**抜粋:**

╭──

酒田市民会館 希望ホール KIBOU HALL

bg

活動レポート

髙橋和貴 松原小学校クラスコンサート

山形交響楽団ソロ・コンサートマスターである髙橋和貴さんと、山形交響楽団専務理事である西濱秀樹さんが、酒田市内の小学校を訪問し行ったクラスコンサート。2月の希望ホールでの公演に向けて、アーティストが一定期間市内に滞在し、地域との交流を通じてアートの魅力を届ける事業『アーティスト・イン・レジデンス』の一環として実施しました。一週間の滞在中、お二人は泉小学校、十坂小学校、南平田小学校、鳥海小学校、松原小学校を訪問。

児童の皆さんと教職員の皆さんが、ヴァイオリンの魅力や、その音色に浸った時間でした。

今回は松原小学校でのクラスコンサートの様子をレポートします。

拍手とともに、子どもたちの前に登場した髙橋和貴さんと西濱秀樹さん。

「山形交響楽団の演奏を聴いたことがある人!」という西濱さんからの問いに、多くの手が挙がります。

「スクールコンサートなどで、山形交響楽団の演奏を聴いたことがある人が多いと思いますが、山形交響楽団はいつもだいたい50人ぐらいで演奏をしています。

野球やサッカーにキャプテンがいるのと同じように、オーケストラには「コンサートマスター」といって、一番前に座るリーダー役の人がいます。山形交響楽団でそのコンサートマスターを務めるのが、髙橋和貴さんなんですよ!」
西濱さんのご紹介に続いて、髙橋さんが自己紹介をして、ヴァイオリンの構造を説明していきます。

間近で見るヴァイオリンという楽器に、児童たちは興味津々で、身を乗り出して見ています。
「ヴァイオリンには弦が必ず4本あって、低い方からソ、レ、ラ、ミの4つの音がします。正確にこの音が鳴るように、チューニングといって、音を聞きながら音程を調節していきます。

そして馬の尻尾でできた弓には、松の木の樹液であるマツヤニを弓の毛に塗って、ようやくヴァイオリンの音が出るようになります。

マツヤニを塗らないとしっかり音が出ないため、毎日必ず行う大切な作業なんです。」と髙橋さんがご自分のヴァイオリンを見せながらお話しました。

次は、西濱さんからヴァイオリンの歴史についてお話です。

「ストラディバリウス」というヴァイオリンは、ヴァイオリンの中でも最も優れていると言われる楽器ですが、その理由の一つとして使われている木が素晴らしいということが挙げられるそうです。

╰──

**入力データ:**
╭──

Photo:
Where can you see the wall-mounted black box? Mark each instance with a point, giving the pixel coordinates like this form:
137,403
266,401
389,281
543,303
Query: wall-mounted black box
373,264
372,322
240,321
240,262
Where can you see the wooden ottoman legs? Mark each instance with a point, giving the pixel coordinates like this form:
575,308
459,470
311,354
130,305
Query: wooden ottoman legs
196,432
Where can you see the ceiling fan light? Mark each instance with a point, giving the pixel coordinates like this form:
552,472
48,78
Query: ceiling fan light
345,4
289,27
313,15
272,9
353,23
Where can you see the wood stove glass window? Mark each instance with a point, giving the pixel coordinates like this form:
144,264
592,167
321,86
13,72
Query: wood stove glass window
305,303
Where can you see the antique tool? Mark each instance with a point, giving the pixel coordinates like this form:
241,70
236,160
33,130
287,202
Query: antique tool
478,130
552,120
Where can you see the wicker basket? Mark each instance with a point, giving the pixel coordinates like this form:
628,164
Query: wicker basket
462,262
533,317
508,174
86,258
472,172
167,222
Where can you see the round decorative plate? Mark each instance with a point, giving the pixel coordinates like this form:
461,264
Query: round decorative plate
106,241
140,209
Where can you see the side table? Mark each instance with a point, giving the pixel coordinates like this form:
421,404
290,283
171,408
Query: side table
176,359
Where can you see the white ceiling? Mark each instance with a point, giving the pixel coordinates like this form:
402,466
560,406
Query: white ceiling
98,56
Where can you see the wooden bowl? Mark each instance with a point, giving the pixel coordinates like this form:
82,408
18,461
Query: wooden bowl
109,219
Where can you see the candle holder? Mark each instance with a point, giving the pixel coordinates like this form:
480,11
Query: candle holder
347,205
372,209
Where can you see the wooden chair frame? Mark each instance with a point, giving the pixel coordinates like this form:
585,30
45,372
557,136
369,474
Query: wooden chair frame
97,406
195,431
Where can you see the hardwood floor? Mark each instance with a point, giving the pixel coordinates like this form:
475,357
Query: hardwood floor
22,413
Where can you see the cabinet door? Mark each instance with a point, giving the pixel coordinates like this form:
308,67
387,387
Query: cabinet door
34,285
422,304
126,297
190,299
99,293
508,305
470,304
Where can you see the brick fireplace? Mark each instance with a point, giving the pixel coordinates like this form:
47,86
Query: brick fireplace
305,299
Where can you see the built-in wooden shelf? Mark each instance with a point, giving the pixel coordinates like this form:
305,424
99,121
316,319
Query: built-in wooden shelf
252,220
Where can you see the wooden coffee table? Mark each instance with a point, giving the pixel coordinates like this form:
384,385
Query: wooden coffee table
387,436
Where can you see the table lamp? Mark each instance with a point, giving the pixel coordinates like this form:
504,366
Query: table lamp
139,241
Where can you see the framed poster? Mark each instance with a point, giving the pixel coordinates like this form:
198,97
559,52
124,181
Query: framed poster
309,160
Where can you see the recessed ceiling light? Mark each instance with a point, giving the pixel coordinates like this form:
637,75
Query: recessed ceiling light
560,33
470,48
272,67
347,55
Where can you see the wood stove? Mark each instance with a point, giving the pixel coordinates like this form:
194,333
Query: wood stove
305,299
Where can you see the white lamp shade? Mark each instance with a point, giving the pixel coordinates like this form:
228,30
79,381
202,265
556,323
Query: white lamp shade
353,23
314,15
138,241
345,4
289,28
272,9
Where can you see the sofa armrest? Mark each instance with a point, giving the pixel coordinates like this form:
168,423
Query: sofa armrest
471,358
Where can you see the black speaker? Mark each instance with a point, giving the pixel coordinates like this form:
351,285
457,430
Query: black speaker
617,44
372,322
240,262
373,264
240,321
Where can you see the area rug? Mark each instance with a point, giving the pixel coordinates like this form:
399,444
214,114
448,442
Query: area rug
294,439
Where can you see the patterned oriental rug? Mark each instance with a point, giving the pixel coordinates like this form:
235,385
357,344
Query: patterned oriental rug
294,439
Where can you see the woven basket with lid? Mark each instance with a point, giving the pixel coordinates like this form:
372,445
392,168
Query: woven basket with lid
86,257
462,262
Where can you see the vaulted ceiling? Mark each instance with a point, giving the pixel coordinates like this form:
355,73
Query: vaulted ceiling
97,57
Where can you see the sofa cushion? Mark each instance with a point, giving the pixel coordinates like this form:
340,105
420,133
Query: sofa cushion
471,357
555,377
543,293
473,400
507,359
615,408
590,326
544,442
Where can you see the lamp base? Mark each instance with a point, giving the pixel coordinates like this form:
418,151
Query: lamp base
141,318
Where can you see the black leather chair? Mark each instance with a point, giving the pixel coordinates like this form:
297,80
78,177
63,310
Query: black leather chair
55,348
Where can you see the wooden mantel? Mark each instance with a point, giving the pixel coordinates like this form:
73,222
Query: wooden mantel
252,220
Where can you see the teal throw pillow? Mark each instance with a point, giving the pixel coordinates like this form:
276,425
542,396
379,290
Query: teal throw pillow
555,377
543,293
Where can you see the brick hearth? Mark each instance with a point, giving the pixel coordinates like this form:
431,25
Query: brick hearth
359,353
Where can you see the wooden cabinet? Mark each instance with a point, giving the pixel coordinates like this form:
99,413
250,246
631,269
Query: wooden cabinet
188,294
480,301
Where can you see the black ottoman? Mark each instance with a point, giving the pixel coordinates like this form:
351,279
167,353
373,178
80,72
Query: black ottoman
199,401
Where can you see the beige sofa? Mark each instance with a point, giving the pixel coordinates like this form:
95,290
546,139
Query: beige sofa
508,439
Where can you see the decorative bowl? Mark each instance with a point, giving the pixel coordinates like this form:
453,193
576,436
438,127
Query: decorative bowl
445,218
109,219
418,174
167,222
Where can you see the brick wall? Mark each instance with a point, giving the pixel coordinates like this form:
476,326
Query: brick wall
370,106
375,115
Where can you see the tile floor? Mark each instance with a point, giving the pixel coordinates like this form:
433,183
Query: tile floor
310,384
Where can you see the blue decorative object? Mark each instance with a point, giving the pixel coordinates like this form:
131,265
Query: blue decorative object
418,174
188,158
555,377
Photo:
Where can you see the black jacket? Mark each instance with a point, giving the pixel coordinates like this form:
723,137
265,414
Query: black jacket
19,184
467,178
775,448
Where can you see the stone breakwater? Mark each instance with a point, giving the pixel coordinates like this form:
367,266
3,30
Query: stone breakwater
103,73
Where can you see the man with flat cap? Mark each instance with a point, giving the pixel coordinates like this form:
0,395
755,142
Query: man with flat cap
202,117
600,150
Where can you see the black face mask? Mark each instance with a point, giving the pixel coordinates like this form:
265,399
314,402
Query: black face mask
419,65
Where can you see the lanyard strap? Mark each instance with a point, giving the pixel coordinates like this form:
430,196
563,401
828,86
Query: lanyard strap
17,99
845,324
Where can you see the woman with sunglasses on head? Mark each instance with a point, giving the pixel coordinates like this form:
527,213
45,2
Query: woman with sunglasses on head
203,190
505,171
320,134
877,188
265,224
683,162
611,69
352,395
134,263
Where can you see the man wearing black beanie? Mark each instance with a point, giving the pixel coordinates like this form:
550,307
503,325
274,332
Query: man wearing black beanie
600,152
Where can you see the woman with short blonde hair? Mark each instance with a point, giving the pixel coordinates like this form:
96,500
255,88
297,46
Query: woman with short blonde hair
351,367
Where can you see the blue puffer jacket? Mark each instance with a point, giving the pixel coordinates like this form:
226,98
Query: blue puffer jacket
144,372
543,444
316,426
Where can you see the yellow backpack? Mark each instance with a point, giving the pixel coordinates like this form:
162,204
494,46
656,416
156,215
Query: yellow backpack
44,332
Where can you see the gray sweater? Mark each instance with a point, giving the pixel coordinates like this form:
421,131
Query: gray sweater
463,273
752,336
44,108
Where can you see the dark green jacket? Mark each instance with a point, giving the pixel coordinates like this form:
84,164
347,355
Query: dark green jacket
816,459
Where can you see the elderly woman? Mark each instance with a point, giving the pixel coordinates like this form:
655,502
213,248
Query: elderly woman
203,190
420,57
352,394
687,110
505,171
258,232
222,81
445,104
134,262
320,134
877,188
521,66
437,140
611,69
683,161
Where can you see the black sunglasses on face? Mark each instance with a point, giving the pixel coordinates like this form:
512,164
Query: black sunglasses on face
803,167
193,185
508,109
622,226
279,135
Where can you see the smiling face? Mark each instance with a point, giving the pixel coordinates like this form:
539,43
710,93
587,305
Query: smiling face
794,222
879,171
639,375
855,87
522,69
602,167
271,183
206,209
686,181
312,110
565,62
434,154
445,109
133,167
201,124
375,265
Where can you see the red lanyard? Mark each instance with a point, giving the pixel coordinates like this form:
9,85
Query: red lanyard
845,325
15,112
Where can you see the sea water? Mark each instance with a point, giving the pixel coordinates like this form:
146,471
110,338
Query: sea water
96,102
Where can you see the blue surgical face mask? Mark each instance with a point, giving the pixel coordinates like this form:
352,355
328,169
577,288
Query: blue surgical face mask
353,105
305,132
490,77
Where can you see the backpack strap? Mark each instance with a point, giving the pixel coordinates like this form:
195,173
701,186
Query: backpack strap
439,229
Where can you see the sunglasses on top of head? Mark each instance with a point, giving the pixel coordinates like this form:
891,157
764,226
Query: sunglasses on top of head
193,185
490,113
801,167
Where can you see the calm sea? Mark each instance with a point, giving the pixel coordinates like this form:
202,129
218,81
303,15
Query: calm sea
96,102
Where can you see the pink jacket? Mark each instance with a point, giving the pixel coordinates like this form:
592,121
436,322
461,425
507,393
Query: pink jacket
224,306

╰──

**指示 1:** 抜粋のうち「山形交響楽団ソロ・コンサートマスターである」で始まる段落を、主な事実を残して箇条書きにまとめてください。
**指示 2:** 行データのうち、「Where can you see the red」を含む行から始まり行データの最後で終わる部分を、「backpack strap」を「shoulder strap」に差し替えて書き直してください。それ以外は一切変えないでください。

**出力結果 1:**
- 山形交響楽団ソロ・コンサートマスターの髙橋和貴さんと、同楽団専務理事の西濱秀樹さんが、酒田市内の小学校を訪問してクラスコンサートを行った。
- 2月の希望ホールでの公演に向けた事業『アーティスト・イン・レジデンス』の一環として実施された。
- この事業では、アーティストが一定期間市内に滞在し、地域との交流を通じてアートの魅力を届ける。
- 一週間の滞在中、二人は泉小学校、十坂小学校、南平田小学校、鳥海小学校、松原小学校を訪問した。

**出力結果 2:**
Where can you see the red lanyard? Mark each instance with a point, giving the pixel coordinates like this form:
9,85
Query: red lanyard
845,325
15,112
Where can you see the sea water? Mark each instance with a point, giving the pixel coordinates like this form:
146,471
110,338
Query: sea water
96,102
Where can you see the blue surgical face mask? Mark each instance with a point, giving the pixel coordinates like this form:
352,355
328,169
577,288
Query: blue surgical face mask
353,105
305,132
490,77
Where can you see the shoulder strap? Mark each instance with a point, giving the pixel coordinates like this form:
195,173
701,186
Query: shoulder strap
439,229
Where can you see the sunglasses on top of head? Mark each instance with a point, giving the pixel coordinates like this form:
891,157
764,226
Query: sunglasses on top of head
193,185
490,113
801,167
Where can you see the calm sea? Mark each instance with a point, giving the pixel coordinates like this form:
202,129
218,81
303,15
Query: calm sea
96,102
Where can you see the pink jacket? Mark each instance with a point, giving the pixel coordinates like this form:
592,121
436,322
461,425
507,393
Query: pink jacket
224,306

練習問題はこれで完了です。